Everything from the line containing "Target: black belt" down to the last line of the entries below must be transcribed exactly, and nothing else.

+++

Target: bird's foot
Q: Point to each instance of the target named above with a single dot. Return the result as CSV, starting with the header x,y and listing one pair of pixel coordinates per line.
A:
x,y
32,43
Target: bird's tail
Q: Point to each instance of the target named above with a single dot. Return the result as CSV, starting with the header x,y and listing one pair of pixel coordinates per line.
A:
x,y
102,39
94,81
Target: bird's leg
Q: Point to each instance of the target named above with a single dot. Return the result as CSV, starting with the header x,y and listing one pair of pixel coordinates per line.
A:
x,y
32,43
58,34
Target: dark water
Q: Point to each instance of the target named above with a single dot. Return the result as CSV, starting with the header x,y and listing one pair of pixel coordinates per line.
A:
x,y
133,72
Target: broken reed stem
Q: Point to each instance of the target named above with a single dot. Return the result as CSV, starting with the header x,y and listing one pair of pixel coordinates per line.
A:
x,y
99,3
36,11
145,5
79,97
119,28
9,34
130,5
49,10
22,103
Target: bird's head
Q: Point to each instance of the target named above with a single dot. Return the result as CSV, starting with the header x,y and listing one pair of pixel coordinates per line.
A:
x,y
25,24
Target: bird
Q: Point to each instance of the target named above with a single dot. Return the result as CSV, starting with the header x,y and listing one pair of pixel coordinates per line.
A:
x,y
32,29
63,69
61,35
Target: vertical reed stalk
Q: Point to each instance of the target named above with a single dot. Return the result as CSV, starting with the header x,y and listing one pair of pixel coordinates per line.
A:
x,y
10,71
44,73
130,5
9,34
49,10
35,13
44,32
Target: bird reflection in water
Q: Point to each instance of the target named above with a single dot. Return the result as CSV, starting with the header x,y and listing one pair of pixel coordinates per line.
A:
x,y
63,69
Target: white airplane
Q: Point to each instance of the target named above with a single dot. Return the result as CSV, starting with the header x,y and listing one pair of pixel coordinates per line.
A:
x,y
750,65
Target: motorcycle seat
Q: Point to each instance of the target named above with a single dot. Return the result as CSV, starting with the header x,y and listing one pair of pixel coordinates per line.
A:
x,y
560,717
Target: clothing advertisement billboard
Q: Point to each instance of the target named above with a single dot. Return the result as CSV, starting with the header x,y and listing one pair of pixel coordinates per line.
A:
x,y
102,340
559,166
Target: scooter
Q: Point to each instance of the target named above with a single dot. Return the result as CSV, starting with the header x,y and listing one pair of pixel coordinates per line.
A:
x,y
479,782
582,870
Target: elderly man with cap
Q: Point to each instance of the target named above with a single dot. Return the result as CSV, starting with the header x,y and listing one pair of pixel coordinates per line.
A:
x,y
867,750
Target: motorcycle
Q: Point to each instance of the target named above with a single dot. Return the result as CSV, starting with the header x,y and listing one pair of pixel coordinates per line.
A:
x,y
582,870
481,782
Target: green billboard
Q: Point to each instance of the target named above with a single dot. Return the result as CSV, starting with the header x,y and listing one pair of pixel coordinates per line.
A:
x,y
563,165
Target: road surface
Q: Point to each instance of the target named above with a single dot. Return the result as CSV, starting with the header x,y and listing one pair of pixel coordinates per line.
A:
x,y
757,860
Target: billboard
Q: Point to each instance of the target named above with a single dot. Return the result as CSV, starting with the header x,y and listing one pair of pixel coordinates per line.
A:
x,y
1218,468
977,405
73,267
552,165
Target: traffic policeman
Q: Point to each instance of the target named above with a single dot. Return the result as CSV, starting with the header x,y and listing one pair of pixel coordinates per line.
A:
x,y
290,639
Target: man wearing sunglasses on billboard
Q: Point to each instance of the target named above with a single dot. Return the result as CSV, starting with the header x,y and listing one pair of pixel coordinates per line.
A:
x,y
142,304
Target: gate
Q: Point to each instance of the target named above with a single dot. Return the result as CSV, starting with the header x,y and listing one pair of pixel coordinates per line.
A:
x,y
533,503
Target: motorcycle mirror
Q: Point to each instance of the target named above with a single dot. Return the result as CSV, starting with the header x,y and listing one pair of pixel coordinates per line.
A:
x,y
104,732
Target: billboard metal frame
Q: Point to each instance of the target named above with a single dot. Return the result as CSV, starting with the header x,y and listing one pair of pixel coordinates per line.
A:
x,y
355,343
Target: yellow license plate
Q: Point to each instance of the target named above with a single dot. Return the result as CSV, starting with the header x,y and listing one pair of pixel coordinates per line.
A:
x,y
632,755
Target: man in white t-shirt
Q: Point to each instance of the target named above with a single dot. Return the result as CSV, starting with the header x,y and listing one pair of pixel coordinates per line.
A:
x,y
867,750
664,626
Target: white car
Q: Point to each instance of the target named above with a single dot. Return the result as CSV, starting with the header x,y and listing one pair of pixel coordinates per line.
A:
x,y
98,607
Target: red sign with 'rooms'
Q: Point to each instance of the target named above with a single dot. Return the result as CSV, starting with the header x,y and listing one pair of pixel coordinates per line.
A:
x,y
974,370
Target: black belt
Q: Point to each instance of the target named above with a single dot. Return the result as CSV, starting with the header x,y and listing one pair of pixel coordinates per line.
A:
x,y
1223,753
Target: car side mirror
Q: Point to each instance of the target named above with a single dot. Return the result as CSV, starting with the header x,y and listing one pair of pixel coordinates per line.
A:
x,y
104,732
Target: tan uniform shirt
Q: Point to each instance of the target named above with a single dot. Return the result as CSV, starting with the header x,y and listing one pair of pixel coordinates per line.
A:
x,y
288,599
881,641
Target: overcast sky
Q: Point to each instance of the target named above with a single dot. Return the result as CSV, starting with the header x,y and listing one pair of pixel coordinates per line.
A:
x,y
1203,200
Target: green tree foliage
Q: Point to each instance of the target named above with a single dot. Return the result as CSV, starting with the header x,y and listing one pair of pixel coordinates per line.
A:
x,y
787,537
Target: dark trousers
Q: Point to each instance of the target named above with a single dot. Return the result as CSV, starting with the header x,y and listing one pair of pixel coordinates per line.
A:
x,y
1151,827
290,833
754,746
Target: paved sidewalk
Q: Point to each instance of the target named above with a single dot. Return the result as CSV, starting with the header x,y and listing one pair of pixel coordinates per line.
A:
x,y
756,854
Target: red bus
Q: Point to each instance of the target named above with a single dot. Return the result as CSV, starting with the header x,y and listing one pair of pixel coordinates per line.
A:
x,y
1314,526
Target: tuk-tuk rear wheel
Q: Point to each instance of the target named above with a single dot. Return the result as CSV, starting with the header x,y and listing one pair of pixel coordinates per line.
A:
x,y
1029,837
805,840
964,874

+++

Result of the exercise |
Target: black belt
Q: Point to each instance of the target named above with a single dot. Return the result as CSV, starting with the header x,y and listing one pair of pixel coordinates per line.
A:
x,y
1223,753
Target: car side mirror
Q: Point to each instance of the target named above with a single dot. Return the result as CSV, starting with the header x,y and listing one pair of pixel coordinates per line.
A:
x,y
104,732
Target: tan uniform shirt
Q: Point to each instance of the target named above with a single dot. Return the result as CSV, starting with the header x,y and listing one pair of pixel coordinates per line.
A:
x,y
288,599
881,641
Target: overcast sky
Q: Point to each instance of the target named above with a single dot. Return the result as CSV, starting with the header x,y and listing one pair of pixel coordinates per line.
A:
x,y
1203,200
Target: green tree foliage
Q: Point to each instance of the target named above with a single dot. Return the result as CSV, starting with the header x,y and listing one pair of pixel coordinates per line.
A:
x,y
787,537
Target: dark trousers
Q: Point to each instance of the target named above with a single dot. Return the result as CSV, starting with the header x,y and listing one pair of pixel coordinates per line.
A:
x,y
1151,827
290,833
754,746
Target: paved sidewalk
Q: Point to each instance of the target named above with a single dot. Return the result as CSV, starting with the header x,y and listing one pair of pixel coordinates per line.
A:
x,y
756,854
Target: red bus
Q: Point to each instance of the target named above with a single dot. Return the result as CSV, starting with the header x,y and listing one pair of pixel coordinates per line.
A:
x,y
1314,526
Target: tuk-tuk rear wheel
Q: Point to each instance of the target named above with a single dot. Return the result as CSV, starting with the header x,y and listing one pair of pixel coordinates per line.
A:
x,y
1029,837
805,840
964,874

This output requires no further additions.